§ **TASK**: Pick out each line of the records that includes the string "black", and copy it.

§ **Dataset entries**:

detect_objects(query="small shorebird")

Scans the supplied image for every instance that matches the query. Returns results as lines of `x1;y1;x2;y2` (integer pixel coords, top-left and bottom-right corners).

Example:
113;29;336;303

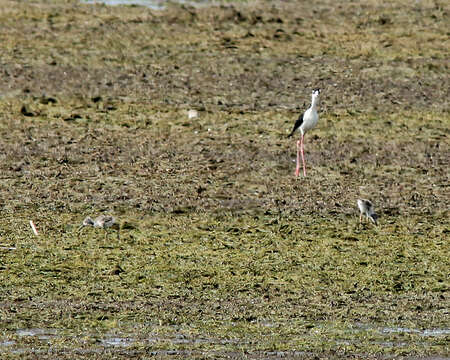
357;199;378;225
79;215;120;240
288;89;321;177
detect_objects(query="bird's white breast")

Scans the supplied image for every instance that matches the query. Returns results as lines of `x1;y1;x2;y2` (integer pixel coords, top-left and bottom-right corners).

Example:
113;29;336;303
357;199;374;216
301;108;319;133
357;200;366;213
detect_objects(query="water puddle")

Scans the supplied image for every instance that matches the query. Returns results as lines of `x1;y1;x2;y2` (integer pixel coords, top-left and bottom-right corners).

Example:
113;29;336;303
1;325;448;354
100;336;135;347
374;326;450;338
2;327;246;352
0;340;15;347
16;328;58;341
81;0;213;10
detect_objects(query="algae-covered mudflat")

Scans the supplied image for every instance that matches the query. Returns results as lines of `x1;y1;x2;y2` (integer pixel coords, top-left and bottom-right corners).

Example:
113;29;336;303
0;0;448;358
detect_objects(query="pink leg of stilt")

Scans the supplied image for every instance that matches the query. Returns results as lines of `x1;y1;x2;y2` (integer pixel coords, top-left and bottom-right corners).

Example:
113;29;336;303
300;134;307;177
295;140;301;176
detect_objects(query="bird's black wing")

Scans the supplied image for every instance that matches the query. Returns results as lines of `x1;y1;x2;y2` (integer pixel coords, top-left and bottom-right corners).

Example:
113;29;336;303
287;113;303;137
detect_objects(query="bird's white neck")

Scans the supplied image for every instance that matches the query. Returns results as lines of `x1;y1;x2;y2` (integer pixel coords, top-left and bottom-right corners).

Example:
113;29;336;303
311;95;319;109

...

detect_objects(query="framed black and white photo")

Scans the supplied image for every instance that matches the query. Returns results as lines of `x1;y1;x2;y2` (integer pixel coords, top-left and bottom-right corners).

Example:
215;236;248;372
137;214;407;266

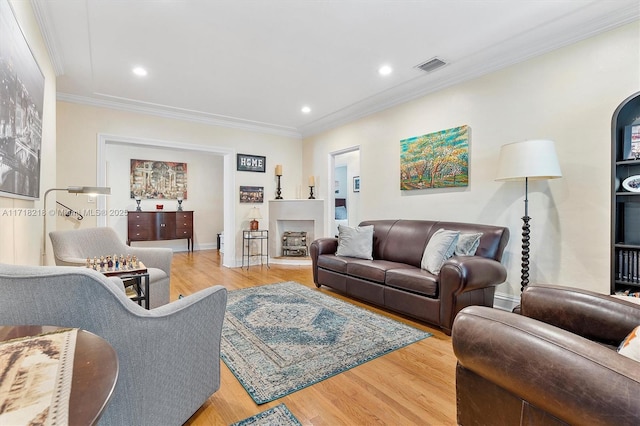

§ **RESPONSE AREA**:
detect_objects(query="bird's black wing")
detect_objects(query="framed black and white photo")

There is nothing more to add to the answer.